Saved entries

======

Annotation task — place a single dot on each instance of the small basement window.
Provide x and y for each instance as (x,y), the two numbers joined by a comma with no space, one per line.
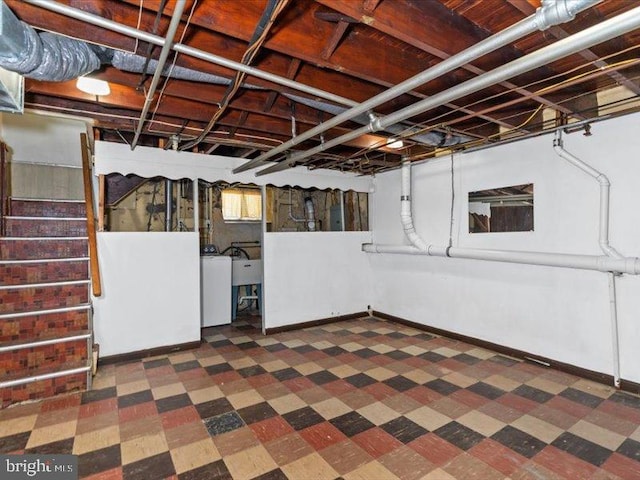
(506,209)
(241,204)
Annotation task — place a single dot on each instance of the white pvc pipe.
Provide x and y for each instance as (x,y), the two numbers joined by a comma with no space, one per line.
(605,185)
(549,14)
(584,39)
(603,240)
(405,209)
(600,263)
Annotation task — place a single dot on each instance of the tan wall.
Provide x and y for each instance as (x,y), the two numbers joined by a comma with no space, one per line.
(45,181)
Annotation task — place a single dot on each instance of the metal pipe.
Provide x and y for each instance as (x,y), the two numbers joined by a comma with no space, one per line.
(605,185)
(186,50)
(546,16)
(600,263)
(164,54)
(168,205)
(584,39)
(44,376)
(41,343)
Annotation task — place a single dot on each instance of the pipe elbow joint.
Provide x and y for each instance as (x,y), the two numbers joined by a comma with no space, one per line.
(554,12)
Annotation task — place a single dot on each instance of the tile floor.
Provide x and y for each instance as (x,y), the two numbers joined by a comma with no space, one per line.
(363,399)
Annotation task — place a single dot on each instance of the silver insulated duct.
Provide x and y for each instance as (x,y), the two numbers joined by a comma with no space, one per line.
(42,56)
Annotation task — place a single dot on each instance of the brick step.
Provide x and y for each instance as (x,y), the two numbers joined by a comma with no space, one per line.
(45,227)
(45,388)
(13,248)
(42,359)
(23,207)
(35,271)
(42,326)
(42,296)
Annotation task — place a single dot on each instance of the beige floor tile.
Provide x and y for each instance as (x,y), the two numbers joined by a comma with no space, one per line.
(308,368)
(459,379)
(250,463)
(546,385)
(132,387)
(599,435)
(143,447)
(205,394)
(242,363)
(538,428)
(481,353)
(343,371)
(12,426)
(274,365)
(311,467)
(382,348)
(428,418)
(212,360)
(372,470)
(287,403)
(42,436)
(481,423)
(446,352)
(181,357)
(597,389)
(501,382)
(95,440)
(378,413)
(194,455)
(413,350)
(168,390)
(245,399)
(331,408)
(322,344)
(381,373)
(419,376)
(439,474)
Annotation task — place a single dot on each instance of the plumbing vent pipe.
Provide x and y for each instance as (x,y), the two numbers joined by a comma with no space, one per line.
(311,214)
(42,56)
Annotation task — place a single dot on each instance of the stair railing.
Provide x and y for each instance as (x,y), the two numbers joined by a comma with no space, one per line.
(4,187)
(96,285)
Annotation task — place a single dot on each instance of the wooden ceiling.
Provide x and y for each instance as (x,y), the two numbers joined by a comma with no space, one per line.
(353,48)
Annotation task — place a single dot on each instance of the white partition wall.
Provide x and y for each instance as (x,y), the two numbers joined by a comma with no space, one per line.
(557,313)
(314,275)
(150,291)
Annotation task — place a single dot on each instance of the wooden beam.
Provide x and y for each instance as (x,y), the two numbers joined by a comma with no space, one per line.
(334,40)
(587,54)
(368,6)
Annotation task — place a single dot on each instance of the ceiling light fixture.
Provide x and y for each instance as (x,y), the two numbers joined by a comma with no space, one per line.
(395,144)
(93,86)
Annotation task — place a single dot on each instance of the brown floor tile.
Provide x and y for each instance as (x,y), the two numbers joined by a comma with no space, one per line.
(406,463)
(288,448)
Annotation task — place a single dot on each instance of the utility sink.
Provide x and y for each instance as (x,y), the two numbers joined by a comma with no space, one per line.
(246,272)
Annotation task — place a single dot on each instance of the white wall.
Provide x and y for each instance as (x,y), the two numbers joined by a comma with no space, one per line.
(43,139)
(44,152)
(558,313)
(151,291)
(314,275)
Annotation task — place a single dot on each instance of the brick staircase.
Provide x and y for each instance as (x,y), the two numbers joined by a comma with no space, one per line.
(45,312)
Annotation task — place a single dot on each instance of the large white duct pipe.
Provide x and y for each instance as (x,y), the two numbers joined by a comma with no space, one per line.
(603,240)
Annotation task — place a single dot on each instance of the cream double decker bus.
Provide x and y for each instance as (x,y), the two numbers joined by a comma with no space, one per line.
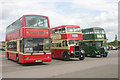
(65,41)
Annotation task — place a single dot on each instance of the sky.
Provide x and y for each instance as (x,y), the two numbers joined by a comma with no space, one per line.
(85,13)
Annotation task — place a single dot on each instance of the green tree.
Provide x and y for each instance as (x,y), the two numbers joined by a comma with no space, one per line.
(116,41)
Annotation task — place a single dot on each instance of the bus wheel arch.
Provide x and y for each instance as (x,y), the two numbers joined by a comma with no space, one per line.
(65,55)
(82,56)
(8,55)
(17,58)
(92,53)
(105,54)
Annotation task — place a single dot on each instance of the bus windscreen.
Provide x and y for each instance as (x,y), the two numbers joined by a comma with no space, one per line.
(36,21)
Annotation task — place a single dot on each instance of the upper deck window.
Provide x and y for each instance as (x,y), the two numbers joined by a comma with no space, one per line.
(77,29)
(99,32)
(36,21)
(70,29)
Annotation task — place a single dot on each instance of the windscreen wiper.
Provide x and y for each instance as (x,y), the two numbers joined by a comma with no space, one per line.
(32,53)
(44,52)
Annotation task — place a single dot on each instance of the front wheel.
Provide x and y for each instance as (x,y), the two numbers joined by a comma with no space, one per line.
(8,56)
(17,58)
(105,54)
(92,54)
(81,56)
(66,56)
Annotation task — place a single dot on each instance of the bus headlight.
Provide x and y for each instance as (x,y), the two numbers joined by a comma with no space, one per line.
(71,51)
(27,57)
(48,57)
(82,51)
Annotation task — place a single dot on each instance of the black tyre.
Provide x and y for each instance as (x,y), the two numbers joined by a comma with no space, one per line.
(105,54)
(92,54)
(81,56)
(66,56)
(8,56)
(53,56)
(17,58)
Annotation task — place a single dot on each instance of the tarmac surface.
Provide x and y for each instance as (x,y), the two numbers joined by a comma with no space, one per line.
(58,68)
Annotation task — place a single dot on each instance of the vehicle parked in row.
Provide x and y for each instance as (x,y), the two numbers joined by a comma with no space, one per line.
(92,43)
(65,41)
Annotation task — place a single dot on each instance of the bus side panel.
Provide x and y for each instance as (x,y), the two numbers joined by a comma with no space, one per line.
(58,52)
(6,55)
(12,56)
(14,35)
(33,58)
(70,36)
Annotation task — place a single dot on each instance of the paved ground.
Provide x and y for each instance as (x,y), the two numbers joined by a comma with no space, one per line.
(88,68)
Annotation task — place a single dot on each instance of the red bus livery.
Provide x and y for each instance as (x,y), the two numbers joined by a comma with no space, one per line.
(65,41)
(28,39)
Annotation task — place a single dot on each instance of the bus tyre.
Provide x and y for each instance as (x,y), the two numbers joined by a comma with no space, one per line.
(52,55)
(92,54)
(17,58)
(8,56)
(81,56)
(66,56)
(105,54)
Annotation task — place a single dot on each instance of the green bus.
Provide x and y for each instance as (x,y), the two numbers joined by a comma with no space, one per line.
(92,43)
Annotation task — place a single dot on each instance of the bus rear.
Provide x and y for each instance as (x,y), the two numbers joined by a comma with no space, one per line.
(65,42)
(33,40)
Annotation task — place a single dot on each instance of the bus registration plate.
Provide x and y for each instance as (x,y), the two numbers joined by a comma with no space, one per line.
(38,60)
(74,35)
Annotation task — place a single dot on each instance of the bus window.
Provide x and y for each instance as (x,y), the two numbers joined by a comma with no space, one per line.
(52,32)
(77,29)
(83,44)
(102,32)
(21,45)
(60,31)
(59,44)
(97,32)
(63,43)
(12,46)
(70,29)
(52,44)
(71,42)
(36,21)
(56,31)
(63,30)
(66,43)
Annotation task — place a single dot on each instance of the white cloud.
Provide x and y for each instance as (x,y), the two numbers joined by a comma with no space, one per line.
(107,17)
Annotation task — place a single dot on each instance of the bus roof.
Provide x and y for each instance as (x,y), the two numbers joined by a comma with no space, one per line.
(65,26)
(34,15)
(93,28)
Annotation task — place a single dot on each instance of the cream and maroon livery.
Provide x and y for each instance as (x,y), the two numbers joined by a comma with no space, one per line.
(65,41)
(19,36)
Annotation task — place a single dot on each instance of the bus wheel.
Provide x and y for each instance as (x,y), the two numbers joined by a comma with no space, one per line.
(8,56)
(66,56)
(105,54)
(92,54)
(52,55)
(17,58)
(81,56)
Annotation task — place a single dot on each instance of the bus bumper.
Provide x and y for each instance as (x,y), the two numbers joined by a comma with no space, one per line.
(35,58)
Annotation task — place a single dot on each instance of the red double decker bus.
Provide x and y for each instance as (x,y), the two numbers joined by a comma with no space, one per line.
(65,42)
(28,39)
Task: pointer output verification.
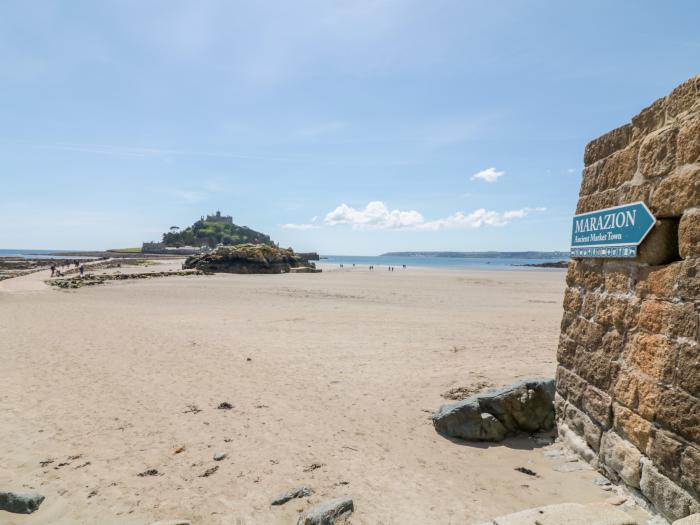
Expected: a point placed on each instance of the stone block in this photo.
(665, 452)
(661, 244)
(649, 119)
(619, 277)
(596, 367)
(688, 144)
(582, 425)
(619, 312)
(688, 375)
(677, 192)
(598, 405)
(573, 298)
(679, 412)
(622, 457)
(671, 500)
(688, 279)
(693, 519)
(589, 178)
(570, 386)
(631, 426)
(627, 193)
(638, 393)
(683, 97)
(612, 345)
(566, 351)
(657, 154)
(587, 333)
(690, 471)
(606, 144)
(586, 274)
(610, 172)
(667, 318)
(689, 233)
(652, 354)
(576, 443)
(589, 305)
(661, 282)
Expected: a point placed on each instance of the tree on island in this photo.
(212, 232)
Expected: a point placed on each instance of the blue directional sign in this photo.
(612, 232)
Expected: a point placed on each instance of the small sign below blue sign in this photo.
(612, 232)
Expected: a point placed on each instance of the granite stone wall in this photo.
(628, 376)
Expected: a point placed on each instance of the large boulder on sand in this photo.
(247, 258)
(526, 406)
(328, 512)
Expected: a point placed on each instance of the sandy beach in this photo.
(332, 378)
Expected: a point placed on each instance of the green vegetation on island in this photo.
(212, 231)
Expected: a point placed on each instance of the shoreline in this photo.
(315, 400)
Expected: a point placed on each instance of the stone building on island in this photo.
(628, 376)
(217, 217)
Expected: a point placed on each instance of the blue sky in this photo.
(347, 127)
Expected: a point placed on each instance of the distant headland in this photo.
(482, 255)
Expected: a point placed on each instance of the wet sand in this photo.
(331, 376)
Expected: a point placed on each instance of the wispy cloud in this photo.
(488, 175)
(308, 226)
(376, 215)
(190, 196)
(144, 152)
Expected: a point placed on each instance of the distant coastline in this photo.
(482, 255)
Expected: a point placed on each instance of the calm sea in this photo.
(378, 261)
(37, 254)
(437, 262)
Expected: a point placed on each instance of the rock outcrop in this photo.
(526, 406)
(247, 258)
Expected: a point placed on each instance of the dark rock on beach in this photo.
(299, 492)
(526, 406)
(20, 502)
(328, 512)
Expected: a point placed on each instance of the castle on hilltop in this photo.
(217, 217)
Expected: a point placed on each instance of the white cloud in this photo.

======

Work to do:
Give back the lines above exactly, from the one with "Expected: a point placed on each instance of the stone building" through the last line.

Finished task:
Expected: a point placed on each instance of the stone building on island in this photo.
(628, 376)
(217, 217)
Expected: a point placed on each instance of the blue sky in this photo.
(347, 127)
Expected: a point placed on each instance of the distant headland in this photo.
(482, 255)
Expected: a point placed on each instance of the wet sand in this photo.
(331, 376)
Expected: a point placed on each instance of the wispy cloud in this photo.
(488, 175)
(308, 226)
(376, 215)
(190, 196)
(144, 152)
Expected: a point placed on each instance of the distant coastline in this photo.
(482, 255)
Expected: a point placed on each instance of the calm sea in this photo.
(378, 261)
(37, 254)
(437, 262)
Expected: a point placed on each instance of the rock outcrop in this photo.
(526, 406)
(247, 258)
Expected: a point placed on each instance of the dark rock on beach in this photo.
(299, 492)
(526, 406)
(20, 502)
(328, 512)
Expected: a point placed on each instance of the castle on hilltop in this photo.
(217, 217)
Expected: a point placed on each instance of the white cloud in this photo.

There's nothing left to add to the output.